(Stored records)
#####

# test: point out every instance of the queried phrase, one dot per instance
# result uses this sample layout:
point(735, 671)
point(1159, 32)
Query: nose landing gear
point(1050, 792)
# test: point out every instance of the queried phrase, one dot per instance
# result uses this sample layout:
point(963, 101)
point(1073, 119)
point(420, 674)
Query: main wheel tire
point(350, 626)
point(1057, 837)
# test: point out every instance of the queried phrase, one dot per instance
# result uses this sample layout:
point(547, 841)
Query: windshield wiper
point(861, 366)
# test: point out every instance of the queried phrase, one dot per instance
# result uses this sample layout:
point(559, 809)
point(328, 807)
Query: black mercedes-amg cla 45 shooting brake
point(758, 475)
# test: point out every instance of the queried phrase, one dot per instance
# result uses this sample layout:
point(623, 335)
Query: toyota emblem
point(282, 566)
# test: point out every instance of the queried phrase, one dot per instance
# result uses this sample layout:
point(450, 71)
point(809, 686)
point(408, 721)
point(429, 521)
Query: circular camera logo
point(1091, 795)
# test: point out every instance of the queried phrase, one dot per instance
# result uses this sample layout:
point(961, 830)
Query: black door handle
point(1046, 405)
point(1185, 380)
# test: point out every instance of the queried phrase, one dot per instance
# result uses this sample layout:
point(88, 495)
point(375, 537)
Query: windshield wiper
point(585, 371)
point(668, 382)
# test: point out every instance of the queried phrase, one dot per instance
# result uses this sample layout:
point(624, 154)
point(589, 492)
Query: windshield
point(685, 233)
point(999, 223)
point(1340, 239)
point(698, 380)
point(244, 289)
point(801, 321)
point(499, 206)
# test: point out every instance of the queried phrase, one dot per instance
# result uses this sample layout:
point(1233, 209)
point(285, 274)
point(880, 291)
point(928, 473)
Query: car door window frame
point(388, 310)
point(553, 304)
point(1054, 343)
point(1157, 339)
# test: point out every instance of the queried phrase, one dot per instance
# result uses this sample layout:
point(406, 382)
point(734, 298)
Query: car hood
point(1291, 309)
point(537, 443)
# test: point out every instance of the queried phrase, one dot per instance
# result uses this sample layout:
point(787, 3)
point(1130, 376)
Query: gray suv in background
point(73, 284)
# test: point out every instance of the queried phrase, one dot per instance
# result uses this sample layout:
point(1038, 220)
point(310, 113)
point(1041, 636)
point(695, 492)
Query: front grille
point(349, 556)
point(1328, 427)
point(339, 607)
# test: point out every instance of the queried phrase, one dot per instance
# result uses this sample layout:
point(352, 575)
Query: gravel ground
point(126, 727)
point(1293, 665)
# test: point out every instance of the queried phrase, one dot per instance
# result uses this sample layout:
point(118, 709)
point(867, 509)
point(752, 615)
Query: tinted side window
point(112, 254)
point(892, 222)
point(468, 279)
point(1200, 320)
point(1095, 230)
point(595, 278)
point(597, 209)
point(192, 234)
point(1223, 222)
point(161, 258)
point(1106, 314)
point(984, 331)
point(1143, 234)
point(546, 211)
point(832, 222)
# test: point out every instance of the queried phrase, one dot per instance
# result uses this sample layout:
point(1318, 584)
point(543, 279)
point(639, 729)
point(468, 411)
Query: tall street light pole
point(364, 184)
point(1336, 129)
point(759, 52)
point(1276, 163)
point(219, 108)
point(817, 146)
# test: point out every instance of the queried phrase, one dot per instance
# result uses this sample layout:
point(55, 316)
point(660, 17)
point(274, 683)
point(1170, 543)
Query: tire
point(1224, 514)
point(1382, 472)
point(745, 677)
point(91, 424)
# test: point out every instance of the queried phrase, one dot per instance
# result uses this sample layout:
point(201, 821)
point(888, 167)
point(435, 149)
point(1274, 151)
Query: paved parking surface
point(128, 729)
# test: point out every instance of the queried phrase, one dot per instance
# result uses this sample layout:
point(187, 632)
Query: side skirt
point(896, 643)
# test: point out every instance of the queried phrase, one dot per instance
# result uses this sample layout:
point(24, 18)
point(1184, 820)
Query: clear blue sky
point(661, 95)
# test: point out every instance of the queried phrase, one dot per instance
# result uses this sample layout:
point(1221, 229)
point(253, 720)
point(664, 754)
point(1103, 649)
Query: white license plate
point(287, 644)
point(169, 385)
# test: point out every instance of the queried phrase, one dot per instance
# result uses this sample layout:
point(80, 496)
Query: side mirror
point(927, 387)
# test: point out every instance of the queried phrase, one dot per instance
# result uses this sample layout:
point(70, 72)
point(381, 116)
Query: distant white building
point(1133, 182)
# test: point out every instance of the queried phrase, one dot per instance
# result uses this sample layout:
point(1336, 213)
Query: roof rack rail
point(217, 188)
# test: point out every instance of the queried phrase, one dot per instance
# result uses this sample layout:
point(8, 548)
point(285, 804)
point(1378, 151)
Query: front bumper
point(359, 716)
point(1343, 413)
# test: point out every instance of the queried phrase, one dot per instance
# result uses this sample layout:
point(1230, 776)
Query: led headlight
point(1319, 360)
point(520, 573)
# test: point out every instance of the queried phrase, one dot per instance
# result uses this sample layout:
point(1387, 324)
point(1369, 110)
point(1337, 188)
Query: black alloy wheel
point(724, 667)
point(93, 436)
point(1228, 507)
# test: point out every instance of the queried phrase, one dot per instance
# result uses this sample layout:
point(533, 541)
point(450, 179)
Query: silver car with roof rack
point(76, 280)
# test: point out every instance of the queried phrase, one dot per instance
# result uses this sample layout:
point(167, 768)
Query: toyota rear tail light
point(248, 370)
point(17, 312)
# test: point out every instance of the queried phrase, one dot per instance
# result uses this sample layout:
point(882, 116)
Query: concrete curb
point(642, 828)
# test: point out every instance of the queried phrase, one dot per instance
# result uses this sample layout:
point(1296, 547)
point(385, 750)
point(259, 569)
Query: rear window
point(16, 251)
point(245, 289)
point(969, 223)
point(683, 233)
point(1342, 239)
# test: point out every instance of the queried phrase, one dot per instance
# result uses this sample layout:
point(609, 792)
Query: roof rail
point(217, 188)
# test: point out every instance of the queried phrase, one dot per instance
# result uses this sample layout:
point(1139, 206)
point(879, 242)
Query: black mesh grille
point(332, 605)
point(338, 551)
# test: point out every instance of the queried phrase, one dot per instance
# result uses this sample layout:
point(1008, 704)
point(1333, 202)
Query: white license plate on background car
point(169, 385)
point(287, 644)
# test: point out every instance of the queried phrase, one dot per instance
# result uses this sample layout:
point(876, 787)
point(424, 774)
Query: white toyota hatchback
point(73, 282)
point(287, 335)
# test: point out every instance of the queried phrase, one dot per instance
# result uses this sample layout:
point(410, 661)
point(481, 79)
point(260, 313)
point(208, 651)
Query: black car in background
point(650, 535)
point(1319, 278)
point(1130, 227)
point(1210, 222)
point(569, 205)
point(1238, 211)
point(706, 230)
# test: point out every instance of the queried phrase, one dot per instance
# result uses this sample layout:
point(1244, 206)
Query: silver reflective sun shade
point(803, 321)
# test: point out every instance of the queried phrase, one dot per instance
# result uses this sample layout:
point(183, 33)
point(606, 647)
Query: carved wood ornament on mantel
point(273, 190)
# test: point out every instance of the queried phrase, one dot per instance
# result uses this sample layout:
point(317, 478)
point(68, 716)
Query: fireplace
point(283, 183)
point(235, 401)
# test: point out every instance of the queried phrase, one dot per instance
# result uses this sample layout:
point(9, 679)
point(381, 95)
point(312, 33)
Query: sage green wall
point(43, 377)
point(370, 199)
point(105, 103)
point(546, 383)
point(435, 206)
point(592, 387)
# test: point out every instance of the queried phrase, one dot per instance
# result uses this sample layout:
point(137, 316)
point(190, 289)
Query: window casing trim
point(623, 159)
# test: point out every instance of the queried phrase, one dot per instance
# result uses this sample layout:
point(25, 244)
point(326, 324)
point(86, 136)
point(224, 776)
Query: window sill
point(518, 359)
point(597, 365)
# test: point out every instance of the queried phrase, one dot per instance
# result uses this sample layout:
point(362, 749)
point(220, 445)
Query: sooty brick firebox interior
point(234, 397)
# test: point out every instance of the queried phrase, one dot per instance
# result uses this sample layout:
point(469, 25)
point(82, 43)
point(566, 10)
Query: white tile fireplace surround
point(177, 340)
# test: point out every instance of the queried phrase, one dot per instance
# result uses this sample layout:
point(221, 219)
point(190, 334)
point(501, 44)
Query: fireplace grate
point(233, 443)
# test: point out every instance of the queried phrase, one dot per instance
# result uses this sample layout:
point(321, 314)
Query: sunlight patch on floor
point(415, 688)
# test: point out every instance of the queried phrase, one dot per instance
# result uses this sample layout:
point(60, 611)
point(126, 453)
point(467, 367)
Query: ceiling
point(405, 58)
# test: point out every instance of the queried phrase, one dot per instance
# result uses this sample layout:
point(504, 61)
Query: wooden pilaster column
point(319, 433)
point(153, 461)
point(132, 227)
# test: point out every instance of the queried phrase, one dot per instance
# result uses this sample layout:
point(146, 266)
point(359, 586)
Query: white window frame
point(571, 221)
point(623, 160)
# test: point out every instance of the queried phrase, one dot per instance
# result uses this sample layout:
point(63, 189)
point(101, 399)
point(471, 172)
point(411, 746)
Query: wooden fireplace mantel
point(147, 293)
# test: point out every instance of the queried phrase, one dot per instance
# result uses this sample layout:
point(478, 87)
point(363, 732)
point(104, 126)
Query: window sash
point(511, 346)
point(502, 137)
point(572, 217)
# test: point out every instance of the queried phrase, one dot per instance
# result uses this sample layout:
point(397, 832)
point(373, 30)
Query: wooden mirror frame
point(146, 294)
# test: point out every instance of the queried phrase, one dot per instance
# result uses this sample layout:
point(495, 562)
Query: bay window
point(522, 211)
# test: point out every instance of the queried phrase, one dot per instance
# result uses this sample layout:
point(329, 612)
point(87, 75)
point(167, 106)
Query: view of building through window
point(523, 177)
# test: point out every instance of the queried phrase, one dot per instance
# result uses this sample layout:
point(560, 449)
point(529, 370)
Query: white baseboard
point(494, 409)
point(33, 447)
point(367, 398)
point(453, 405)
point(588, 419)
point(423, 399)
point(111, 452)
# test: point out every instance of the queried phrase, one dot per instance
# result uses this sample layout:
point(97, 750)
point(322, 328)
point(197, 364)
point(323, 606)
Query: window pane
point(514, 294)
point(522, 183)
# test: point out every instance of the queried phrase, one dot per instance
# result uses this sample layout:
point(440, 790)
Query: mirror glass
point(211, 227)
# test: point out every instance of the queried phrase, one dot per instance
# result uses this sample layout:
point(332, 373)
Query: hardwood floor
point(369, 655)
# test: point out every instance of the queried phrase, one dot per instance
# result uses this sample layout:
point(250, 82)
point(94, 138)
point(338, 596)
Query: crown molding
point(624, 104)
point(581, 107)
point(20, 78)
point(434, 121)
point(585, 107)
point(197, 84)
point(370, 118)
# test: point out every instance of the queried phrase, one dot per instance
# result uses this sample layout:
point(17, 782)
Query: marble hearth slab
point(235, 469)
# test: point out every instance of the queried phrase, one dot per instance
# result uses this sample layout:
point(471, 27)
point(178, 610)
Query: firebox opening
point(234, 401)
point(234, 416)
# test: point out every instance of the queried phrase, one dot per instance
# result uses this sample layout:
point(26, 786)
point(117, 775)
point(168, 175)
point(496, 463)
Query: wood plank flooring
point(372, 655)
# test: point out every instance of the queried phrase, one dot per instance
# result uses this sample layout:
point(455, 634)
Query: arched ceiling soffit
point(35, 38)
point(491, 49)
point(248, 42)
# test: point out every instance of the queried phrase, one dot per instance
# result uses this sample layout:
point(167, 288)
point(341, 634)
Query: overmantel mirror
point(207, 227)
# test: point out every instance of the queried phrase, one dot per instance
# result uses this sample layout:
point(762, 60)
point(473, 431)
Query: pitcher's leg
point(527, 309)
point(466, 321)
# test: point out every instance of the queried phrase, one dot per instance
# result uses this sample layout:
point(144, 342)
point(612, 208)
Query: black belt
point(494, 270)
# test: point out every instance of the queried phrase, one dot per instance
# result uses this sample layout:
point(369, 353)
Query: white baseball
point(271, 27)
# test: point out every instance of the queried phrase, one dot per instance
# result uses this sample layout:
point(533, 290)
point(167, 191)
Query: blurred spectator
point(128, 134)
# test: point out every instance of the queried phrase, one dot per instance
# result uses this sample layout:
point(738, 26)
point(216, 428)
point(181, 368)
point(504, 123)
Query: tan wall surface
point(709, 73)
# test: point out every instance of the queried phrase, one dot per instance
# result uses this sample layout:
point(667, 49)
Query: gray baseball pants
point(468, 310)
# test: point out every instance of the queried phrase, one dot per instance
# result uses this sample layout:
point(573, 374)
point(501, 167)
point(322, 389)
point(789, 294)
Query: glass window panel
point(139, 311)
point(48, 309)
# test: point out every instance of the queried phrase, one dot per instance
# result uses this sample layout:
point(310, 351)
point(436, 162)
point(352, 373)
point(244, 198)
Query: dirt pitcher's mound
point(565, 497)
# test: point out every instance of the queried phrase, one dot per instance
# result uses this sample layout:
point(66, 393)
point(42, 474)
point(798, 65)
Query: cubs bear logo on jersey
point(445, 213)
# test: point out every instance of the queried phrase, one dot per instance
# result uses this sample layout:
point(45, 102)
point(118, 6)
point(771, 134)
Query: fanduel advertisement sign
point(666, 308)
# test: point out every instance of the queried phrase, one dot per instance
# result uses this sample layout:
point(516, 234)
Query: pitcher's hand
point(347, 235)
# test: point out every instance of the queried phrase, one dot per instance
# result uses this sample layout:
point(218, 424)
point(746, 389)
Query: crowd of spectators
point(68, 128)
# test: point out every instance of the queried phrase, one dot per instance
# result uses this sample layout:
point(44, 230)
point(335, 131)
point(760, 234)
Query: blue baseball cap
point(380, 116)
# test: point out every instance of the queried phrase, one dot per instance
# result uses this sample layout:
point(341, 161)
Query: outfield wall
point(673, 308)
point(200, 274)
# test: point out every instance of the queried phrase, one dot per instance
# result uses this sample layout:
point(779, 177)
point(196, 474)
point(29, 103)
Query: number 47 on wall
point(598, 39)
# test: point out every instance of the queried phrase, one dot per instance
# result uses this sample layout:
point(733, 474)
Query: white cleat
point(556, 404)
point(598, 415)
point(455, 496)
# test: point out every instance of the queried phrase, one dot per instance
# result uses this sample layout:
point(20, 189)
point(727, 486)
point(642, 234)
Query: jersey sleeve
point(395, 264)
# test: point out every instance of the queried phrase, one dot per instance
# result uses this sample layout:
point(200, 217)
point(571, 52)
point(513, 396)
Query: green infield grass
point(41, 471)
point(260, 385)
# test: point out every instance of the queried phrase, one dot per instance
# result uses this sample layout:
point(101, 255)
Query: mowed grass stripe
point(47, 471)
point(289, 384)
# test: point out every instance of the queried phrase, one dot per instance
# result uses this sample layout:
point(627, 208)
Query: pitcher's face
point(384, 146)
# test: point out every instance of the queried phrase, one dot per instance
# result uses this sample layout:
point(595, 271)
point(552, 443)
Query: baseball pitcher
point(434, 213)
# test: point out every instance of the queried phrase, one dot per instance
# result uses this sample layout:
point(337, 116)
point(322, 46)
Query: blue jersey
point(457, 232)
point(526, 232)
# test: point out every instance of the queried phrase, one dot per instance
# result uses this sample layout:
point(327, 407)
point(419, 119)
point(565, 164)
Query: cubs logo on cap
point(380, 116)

#####

Copy everything from the start of the listing down to the line containing "point(1050, 792)", changing "nose landing gear" to "tail landing gear" and keeping all else unchanged.

▸ REPLY
# test: point out every instance of the queried phrase, one dot per instance
# result uses this sample layout:
point(735, 671)
point(1159, 32)
Query: tail landing gear
point(1050, 792)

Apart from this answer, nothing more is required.